(Task prompt) Your answer must be an exact transcription of every entry.

= Beginning of Section =

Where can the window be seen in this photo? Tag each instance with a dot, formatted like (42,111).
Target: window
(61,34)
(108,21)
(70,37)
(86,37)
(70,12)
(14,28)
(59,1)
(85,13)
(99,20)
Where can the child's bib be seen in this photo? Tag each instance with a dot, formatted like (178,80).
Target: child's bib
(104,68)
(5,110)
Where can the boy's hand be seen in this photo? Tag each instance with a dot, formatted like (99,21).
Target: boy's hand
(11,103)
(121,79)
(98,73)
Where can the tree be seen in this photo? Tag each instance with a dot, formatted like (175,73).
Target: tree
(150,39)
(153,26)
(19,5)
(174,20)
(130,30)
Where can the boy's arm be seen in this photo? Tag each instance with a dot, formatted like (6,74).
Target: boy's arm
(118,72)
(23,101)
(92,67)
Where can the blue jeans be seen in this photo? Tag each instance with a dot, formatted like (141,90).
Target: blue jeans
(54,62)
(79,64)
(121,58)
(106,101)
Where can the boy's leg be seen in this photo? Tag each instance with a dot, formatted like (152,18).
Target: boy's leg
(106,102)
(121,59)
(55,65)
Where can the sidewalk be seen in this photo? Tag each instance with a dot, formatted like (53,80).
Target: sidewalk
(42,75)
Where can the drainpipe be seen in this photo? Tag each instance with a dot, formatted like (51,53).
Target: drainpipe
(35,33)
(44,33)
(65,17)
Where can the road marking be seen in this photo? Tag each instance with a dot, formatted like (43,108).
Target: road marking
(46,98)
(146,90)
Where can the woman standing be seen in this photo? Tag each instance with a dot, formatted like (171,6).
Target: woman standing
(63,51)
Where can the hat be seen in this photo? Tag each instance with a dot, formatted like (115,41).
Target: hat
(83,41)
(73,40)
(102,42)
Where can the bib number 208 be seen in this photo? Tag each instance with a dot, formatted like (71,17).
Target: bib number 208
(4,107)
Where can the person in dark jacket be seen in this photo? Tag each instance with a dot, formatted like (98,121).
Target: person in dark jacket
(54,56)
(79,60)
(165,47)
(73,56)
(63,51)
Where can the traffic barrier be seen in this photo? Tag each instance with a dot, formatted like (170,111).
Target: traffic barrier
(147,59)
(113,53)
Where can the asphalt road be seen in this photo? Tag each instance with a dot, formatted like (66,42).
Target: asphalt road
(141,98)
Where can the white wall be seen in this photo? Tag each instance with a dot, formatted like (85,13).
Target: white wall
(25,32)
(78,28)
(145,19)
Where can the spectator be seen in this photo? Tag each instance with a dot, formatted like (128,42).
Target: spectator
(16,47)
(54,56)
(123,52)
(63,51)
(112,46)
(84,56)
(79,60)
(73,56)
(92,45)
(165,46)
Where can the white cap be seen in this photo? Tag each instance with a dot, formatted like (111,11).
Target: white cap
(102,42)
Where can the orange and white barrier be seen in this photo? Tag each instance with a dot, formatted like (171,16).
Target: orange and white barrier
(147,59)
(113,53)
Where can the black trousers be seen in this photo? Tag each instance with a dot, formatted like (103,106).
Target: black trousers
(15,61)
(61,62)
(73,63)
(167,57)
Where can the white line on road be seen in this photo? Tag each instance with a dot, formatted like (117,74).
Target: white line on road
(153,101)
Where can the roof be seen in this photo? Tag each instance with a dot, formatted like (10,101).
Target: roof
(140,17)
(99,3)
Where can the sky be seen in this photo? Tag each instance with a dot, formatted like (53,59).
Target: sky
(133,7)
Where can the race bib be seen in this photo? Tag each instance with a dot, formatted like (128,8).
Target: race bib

= End of Section =

(Response)
Where can the window be seen in this photo? Tag each instance with a dot, formatted like (42,111).
Target: window
(61,34)
(108,21)
(70,37)
(86,37)
(70,12)
(14,28)
(59,1)
(85,13)
(99,20)
Where can the child's bib be seen in this photo? Tag each instance with a dot, formatted like (178,80).
Target: child's bib
(104,68)
(5,110)
Where can the boy's hand be seen in this photo? Tag each instance with a dot, formatted like (99,21).
Target: boy's hand
(11,103)
(121,79)
(98,73)
Where can the tree be seen in this photo? Tag each instance with a dot, formatted like (175,73).
Target: tree
(150,39)
(153,26)
(19,5)
(174,20)
(130,30)
Where can the boy's arm be seen in this photo? Tag each instance with a dot, formatted like (6,74).
Target: boy's arm
(118,72)
(23,101)
(92,67)
Where can the blue jeans be seen in this photo? Tag each instance with a dot, formatted like (141,90).
Target: blue jeans
(54,62)
(79,64)
(121,58)
(106,101)
Where can the boy's leg be seen in this photo? Tag each instance with a dot, formatted like (152,18).
Target: boy's leg
(106,102)
(121,59)
(55,65)
Where can the sidewalk be seen in this photo? Tag each instance with a dot, formatted like (53,80).
Target: sidewalk
(42,75)
Where can the drainpipe be seen in this photo? Tag each instance with a dot, formatted like (51,53).
Target: drainpipe
(35,33)
(44,33)
(65,17)
Where can the road marking be seen in this photo? Tag each instance with a dot, formatted like (43,108).
Target: road marking
(46,98)
(146,90)
Where can the woman standing be seen in this photo? Tag each instance with a dot, formatted like (171,6).
Target: woman standing
(63,51)
Where can the hat be seen in this photo? Tag each instance with a dot, formatted like (115,41).
Target: hat
(83,41)
(73,40)
(102,42)
Where can the bib number 208 be seen in this photo? Tag each instance with a dot, formatted like (71,17).
Target: bib number 208
(4,107)
Where can the person in dark jacket be seen in this photo? Tag each instance with a dot, formatted like (98,121).
Target: person in dark jacket
(54,56)
(79,60)
(165,47)
(73,56)
(63,51)
Where can the traffic barrier be seen in this photo? Tag each instance with a dot, formatted like (170,111).
Target: traffic barrier
(147,59)
(113,53)
Where can the asphalt road be seen in this photo? Tag each instance with a dot, formatted like (66,42).
Target: asphalt road
(141,98)
Where can the white wall be seen in this photo? Tag each instance with a dot, formatted like (85,13).
Target: white wall
(25,32)
(78,28)
(145,19)
Where can the spectator be seen in this photo? Tag each instance with a dot, formatted like (128,42).
Target: spectator
(16,47)
(54,56)
(123,52)
(63,51)
(112,46)
(84,56)
(79,60)
(73,56)
(92,45)
(165,46)
Where can the white cap be seen in this photo? Tag each instance with a dot, formatted like (111,11).
Target: white cap
(102,42)
Where can the orange and white barrier be seen in this photo? Tag each instance with a dot, formatted like (171,16).
Target: orange and white barrier
(147,59)
(113,53)
Where can the black trousers be seen in this photo? Tag each instance with a dot, formatted like (103,106).
Target: black trousers
(15,61)
(61,62)
(73,63)
(167,57)
Where can the white line on road be seen in this photo? Tag each instance with a dot, formatted like (117,74).
Target: white line on road
(153,101)
Where can the roof be seen in this photo? Tag each instance with a dot, formatted like (10,101).
Target: roof
(140,17)
(99,3)
Where can the sky be seen in this photo? Tag each instance with a dot, formatted like (53,59).
Target: sky
(133,7)
Where can the race bib be seen in this photo? Tag each instance with a dot, formatted like (128,8).
Target: race bib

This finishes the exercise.